::: EXERCISE INPUTS :::

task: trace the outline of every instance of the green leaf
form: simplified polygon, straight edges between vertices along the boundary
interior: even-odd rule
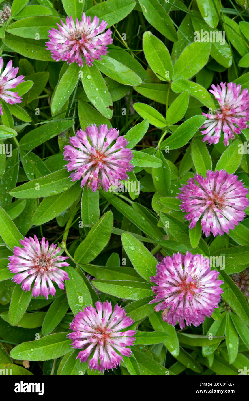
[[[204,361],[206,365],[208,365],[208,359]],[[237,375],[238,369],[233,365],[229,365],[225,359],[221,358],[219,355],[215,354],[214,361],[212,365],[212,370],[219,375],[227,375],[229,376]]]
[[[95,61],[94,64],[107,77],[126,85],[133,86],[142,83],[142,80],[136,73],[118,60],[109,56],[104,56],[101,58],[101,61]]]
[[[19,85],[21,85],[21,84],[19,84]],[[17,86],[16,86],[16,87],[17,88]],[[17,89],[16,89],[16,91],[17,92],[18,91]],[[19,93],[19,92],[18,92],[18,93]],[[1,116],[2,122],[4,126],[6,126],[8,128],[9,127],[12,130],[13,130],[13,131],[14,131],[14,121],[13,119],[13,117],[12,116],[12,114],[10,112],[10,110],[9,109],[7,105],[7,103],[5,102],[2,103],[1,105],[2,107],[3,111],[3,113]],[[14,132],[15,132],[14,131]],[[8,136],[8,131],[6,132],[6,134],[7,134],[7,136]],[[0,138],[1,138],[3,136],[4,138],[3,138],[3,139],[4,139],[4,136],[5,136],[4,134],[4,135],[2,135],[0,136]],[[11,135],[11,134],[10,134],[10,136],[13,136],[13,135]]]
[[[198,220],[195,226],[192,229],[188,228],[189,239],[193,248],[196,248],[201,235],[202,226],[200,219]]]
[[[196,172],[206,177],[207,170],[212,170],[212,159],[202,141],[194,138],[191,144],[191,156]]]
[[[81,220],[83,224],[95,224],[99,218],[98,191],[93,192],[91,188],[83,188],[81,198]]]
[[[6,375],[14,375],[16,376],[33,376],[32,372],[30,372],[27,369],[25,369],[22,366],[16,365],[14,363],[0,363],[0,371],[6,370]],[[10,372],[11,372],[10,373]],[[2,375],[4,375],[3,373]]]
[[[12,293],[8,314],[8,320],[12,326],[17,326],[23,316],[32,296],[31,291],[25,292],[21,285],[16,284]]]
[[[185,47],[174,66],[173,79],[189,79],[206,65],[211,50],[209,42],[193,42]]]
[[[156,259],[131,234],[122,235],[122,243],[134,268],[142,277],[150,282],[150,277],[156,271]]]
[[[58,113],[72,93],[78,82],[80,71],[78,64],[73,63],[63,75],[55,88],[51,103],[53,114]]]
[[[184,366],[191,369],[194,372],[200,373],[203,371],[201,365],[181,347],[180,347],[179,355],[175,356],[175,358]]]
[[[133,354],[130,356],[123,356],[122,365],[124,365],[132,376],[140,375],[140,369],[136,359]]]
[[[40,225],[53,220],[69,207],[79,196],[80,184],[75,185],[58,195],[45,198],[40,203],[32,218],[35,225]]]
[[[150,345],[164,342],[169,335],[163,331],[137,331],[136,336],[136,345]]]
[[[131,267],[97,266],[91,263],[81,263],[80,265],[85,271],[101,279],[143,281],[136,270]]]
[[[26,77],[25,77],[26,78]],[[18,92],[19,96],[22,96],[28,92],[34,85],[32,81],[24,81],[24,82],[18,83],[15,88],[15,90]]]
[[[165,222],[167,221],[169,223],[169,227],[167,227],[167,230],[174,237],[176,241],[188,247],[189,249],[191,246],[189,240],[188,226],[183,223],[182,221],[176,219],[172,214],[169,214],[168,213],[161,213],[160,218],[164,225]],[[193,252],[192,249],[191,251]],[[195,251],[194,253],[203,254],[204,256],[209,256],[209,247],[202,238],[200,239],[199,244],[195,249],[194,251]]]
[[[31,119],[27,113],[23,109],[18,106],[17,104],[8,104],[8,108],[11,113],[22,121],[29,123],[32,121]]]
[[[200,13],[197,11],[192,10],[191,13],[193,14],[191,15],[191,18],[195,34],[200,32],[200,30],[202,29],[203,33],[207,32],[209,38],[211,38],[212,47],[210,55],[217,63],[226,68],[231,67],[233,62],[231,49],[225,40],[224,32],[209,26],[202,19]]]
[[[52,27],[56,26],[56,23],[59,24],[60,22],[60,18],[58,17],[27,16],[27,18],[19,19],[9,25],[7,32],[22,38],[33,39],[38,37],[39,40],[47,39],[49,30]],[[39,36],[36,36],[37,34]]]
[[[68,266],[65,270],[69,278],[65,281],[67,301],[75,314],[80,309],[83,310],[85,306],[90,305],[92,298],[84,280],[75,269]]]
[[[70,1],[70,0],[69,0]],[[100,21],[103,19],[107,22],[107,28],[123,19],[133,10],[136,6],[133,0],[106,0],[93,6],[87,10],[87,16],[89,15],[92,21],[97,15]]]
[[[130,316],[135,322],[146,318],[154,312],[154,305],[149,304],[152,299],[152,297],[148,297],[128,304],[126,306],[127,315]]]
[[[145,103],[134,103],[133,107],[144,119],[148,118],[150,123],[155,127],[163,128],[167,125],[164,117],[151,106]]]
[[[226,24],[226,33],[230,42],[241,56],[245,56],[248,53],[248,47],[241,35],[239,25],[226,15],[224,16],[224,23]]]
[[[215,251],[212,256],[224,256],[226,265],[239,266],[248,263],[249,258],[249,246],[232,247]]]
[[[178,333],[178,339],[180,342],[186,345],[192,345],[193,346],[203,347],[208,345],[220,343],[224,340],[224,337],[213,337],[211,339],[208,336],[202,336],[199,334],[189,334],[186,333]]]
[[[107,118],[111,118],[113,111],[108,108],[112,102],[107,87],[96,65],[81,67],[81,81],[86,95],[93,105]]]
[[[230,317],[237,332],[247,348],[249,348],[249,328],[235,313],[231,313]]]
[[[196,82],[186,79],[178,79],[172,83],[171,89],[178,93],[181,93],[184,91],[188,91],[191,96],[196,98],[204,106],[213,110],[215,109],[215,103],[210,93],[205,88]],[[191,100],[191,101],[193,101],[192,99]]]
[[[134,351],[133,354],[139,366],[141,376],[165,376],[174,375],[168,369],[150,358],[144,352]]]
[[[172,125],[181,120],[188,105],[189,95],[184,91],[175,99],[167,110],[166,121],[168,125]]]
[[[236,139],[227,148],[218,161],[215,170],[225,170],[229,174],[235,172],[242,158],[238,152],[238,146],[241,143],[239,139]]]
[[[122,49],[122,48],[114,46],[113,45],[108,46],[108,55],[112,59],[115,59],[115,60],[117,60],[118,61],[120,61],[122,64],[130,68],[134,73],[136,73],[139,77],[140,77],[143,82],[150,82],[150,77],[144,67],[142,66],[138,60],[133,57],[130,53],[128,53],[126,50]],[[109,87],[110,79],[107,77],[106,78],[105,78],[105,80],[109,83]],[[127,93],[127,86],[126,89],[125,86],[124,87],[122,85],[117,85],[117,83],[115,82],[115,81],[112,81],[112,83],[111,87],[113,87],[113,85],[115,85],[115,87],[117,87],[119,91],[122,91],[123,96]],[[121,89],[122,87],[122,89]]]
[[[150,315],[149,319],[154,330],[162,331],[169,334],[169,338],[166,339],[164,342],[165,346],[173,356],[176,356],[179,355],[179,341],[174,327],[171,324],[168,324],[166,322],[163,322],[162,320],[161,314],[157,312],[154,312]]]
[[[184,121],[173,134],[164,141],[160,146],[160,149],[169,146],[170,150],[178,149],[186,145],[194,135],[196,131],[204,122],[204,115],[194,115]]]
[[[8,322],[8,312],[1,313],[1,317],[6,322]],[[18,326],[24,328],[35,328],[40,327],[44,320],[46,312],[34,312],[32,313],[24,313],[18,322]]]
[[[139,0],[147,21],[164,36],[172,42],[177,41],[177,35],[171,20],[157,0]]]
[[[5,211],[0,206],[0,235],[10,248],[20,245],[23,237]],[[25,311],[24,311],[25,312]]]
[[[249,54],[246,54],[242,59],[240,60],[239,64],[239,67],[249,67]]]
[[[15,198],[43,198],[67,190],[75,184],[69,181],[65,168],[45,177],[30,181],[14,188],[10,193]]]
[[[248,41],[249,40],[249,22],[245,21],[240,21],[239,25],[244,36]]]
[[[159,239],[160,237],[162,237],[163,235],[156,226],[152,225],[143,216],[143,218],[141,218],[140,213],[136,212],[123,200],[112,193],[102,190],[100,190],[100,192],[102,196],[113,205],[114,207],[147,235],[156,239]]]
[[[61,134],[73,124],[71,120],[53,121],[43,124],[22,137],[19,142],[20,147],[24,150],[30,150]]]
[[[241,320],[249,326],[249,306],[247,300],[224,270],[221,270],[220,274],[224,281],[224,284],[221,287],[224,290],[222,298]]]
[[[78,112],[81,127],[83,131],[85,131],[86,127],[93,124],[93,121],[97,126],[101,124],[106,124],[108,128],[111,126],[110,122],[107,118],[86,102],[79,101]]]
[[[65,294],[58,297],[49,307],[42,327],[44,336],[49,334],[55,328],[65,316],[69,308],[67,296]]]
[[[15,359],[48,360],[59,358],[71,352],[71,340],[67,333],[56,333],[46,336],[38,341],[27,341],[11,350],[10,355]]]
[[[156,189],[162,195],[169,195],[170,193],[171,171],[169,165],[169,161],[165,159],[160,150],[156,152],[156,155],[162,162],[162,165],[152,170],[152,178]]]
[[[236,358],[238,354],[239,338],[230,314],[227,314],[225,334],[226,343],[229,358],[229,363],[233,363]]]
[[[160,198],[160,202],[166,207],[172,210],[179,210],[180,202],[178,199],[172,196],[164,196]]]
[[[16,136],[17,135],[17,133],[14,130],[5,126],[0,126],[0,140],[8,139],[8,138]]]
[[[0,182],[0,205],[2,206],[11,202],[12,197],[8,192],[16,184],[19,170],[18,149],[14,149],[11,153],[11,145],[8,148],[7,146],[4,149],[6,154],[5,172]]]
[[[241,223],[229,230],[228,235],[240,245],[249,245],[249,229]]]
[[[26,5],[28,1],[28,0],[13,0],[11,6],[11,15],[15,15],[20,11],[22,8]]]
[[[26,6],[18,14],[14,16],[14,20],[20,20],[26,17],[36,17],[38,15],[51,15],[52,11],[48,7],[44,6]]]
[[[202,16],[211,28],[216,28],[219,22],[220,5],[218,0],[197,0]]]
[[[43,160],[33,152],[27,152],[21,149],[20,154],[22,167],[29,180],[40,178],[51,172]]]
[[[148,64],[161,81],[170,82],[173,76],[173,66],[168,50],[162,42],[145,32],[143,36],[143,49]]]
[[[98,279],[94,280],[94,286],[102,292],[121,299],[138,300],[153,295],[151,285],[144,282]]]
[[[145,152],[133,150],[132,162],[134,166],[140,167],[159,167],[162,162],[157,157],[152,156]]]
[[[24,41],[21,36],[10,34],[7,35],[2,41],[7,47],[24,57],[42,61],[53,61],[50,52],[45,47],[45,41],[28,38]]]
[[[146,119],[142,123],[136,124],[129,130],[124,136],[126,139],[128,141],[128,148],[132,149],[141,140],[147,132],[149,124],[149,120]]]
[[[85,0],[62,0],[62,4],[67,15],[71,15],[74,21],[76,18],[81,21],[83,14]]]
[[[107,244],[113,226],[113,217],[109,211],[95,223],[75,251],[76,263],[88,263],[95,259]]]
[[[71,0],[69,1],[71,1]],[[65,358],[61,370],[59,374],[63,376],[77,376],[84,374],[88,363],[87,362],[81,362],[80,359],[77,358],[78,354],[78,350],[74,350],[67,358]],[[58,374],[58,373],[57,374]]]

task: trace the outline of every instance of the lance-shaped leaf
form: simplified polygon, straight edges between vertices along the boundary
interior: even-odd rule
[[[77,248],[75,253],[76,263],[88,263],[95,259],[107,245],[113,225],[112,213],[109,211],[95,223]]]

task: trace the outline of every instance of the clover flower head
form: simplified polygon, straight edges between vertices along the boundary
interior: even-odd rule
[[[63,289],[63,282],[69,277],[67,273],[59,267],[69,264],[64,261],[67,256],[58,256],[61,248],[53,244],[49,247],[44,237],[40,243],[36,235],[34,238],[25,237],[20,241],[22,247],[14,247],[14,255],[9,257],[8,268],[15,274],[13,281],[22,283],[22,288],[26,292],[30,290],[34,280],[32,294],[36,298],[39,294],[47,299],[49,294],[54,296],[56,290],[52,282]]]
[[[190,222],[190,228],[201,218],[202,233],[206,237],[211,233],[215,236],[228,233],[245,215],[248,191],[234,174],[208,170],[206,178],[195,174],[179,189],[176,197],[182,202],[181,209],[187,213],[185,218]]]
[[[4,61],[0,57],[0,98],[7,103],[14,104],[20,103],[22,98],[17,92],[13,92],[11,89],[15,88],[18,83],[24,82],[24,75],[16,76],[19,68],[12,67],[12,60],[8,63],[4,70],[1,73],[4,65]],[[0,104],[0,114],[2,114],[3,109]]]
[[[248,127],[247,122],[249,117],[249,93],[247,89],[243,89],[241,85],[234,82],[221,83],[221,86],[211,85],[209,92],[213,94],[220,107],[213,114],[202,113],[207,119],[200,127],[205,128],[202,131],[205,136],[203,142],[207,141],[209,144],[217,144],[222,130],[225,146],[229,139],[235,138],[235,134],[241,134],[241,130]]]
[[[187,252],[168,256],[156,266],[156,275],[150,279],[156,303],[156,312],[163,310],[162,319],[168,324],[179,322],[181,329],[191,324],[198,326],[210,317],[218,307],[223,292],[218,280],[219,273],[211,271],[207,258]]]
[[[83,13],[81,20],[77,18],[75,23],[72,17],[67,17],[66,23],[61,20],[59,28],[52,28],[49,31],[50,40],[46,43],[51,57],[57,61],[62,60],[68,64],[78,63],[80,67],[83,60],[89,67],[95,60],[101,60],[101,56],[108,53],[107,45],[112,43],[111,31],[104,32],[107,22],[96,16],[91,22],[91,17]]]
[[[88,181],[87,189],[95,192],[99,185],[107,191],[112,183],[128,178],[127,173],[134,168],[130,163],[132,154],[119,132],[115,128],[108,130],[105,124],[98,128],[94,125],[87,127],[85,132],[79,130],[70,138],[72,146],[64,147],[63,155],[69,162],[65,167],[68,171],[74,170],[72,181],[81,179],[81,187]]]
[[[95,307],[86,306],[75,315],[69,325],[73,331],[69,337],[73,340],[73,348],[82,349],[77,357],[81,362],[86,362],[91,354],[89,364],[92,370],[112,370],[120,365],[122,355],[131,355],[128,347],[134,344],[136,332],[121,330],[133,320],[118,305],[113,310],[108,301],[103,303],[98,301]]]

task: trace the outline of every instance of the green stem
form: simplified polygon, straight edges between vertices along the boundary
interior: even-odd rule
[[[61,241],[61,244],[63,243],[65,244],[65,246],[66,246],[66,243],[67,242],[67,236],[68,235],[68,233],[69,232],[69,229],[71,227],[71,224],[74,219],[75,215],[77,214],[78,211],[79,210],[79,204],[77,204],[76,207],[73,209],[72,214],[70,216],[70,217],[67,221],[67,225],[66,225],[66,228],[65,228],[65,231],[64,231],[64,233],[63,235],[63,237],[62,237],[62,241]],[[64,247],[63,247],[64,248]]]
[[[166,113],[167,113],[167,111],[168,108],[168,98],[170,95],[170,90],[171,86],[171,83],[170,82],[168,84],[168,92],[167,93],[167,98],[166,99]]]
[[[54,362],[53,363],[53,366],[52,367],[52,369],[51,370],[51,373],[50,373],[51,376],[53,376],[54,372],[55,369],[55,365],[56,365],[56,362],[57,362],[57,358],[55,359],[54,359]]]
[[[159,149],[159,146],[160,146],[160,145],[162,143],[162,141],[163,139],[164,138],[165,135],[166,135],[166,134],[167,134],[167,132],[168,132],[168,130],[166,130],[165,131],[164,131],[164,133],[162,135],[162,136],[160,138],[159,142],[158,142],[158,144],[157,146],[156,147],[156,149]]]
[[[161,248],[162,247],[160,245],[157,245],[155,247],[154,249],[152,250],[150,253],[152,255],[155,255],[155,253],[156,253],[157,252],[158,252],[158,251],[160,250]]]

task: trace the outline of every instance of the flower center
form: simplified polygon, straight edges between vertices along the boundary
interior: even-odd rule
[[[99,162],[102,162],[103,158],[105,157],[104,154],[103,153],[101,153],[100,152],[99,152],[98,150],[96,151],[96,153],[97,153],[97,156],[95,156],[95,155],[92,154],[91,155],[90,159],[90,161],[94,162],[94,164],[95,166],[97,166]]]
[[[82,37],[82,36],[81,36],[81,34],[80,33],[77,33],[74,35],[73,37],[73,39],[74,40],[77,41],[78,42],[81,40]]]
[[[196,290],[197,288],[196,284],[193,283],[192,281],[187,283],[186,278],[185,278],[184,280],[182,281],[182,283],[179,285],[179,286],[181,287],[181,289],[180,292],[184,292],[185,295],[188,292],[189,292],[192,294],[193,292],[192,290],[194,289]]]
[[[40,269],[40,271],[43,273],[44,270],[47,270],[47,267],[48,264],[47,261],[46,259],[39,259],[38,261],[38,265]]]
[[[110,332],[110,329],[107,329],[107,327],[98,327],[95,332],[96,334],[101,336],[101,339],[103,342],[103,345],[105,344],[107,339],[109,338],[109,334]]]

:::

■ **THE PROBLEM**
Take the line holding "task: trace the outline of every instance of the flower" and all lines after it through the end of the data, and set them down exactly.

■ **SOLUTION TO THIS EXERCISE**
task: trace the outline of every instance of the flower center
form: simplified polygon, straight edges between vertices along the boundary
interior: even-odd rule
[[[99,162],[102,162],[103,158],[105,157],[104,154],[103,153],[101,153],[100,152],[99,152],[98,150],[96,151],[96,153],[97,153],[97,156],[95,156],[95,155],[92,154],[91,155],[90,159],[90,161],[94,162],[94,164],[95,166],[97,166]]]
[[[82,37],[82,36],[81,36],[81,34],[80,33],[77,33],[74,35],[73,37],[73,39],[74,40],[77,41],[78,42],[81,40]]]
[[[196,290],[197,288],[196,284],[193,283],[192,281],[187,283],[186,278],[185,278],[184,280],[182,281],[182,283],[179,285],[179,286],[181,287],[181,289],[180,292],[184,292],[185,295],[188,292],[189,292],[192,294],[193,292],[192,290],[194,289]]]
[[[40,269],[40,271],[43,273],[44,270],[47,270],[47,267],[48,264],[47,261],[46,259],[39,259],[38,261],[38,265]]]
[[[110,332],[110,329],[107,329],[107,327],[98,327],[95,332],[96,334],[101,336],[101,339],[103,342],[103,345],[105,344],[107,339],[109,338],[109,334]]]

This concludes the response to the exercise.